__READING PASSAGE__.
====

Another example is prior U.S. Pat. No. 3,248,958 issued to Emil A. Bender, 
which discloses and claims a wire line deep well pumping apparatus and a 
safety brake system which includes a somewhat complex system for jamming a 
cam against the wire lines in sheaves mounted atop a tower in the event of 
rod string failure, thus preventing the counterweight from falling. 
Another prior U.S. Pat. No. 3,483,828 issued to Emil A. Bender, also 
discloses a deep well pumping unit, and describes generally a braking 
system which is actuated in the event of failure. A more recent example in 
a long stroke pumping unit is yet another invention of Emil A. Bender 
which is the subject of a co-pending application Ser. No. 393,102, filed 
June 28, 1982, and licensed to the Assignee of the present invention, 
Baker Pro-Lift, Inc. The fail safe mechanism described in that application 
is arranged in a lift belt system and includes a wedge and brake shoe 
combination mounted on the top of the tower which is actuated to grasp the 
lift belt in the event of fracture of the belt, polish rod, rod string or 
sucker rod on the polish rod side of the crown spool. 
However, the prior art does not disclose a safety mechanism for well 
pumping units of the type described herein which provides sensitivity and 
consistent reliability over the wide range of load fluctuations that may 
be experienced within even a single cycle of the pumping unit. The load on 
the polish rod side of a lift belt system varies in a representative 
installation from a maximum of approximately 29,700 pounds, when the 
polish rod is at its lowermost position and beginning an upstroke and thus 
experiencing the full fluid and dynamic load, to a minimum of 18,100 
pounds, when the polish rod is at its uppermost position and beginning to 
fall back down through the fluid. The counterweight or weight box in this 
example is loaded with 16,300 pounds or approximately 90% of the minimum 
load on the polish rod side, to reduce power requirements of the system to 
a minimum and yet provide sufficient weight differential to allow the 
polish rod and rod string to fall gently through fluid to its lowermost 
position again. The prior art safety mechanisms all sense off of the 
polish rod side of the system and therefore must withstand the maximum 
load to minimum load fluctuations which requires a heavy duty safety 
mechanism and an attendant sacrifice of sensitivity. Attempts to increase 
sensitivity in such prior art examples results in frequent malfunction 
wherein the brake or safety mechanism prematurely locks up and disrupts 
the operation of the pumping unit although no failure or fracture in the 
lift belt system has occurred.

====

__RECORD EXCERPTS__.
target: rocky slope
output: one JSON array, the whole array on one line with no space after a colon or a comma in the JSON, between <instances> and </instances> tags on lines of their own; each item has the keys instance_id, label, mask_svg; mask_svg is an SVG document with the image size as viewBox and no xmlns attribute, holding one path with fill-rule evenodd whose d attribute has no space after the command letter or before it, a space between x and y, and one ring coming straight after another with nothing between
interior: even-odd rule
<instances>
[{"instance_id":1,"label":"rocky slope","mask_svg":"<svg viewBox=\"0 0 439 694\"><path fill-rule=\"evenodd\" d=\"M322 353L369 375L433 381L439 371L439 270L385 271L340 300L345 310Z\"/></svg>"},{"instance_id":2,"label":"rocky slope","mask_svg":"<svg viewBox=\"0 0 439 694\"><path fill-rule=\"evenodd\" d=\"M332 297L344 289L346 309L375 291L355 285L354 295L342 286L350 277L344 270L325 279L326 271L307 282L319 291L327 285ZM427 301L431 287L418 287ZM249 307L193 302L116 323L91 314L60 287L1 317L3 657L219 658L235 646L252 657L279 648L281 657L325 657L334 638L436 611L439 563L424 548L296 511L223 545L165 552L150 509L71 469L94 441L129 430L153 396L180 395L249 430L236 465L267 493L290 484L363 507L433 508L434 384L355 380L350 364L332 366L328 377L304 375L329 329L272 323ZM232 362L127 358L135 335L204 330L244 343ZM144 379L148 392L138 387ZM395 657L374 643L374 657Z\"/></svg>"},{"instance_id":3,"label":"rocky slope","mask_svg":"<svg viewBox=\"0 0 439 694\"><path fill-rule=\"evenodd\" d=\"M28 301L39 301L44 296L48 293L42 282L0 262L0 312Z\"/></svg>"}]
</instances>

====

__BRIEF__.
Reproduce the patent passage on well pumping safety brakes word for word, from "Another prior U.S." to "the crown spool.". The entries have no role in this work.

__CORRECT ANSWER__.
Another prior U.S. Pat. No. 3,483,828 issued to Emil A. Bender, also 
discloses a deep well pumping unit, and describes generally a braking 
system which is actuated in the event of failure. A more recent example in 
a long stroke pumping unit is yet another invention of Emil A. Bender 
which is the subject of a co-pending application Ser. No. 393,102, filed 
June 28, 1982, and licensed to the Assignee of the present invention, 
Baker Pro-Lift, Inc. The fail safe mechanism described in that application 
is arranged in a lift belt system and includes a wedge and brake shoe 
combination mounted on the top of the tower which is actuated to grasp the 
lift belt in the event of fracture of the belt, polish rod, rod string or 
sucker rod on the polish rod side of the crown spool.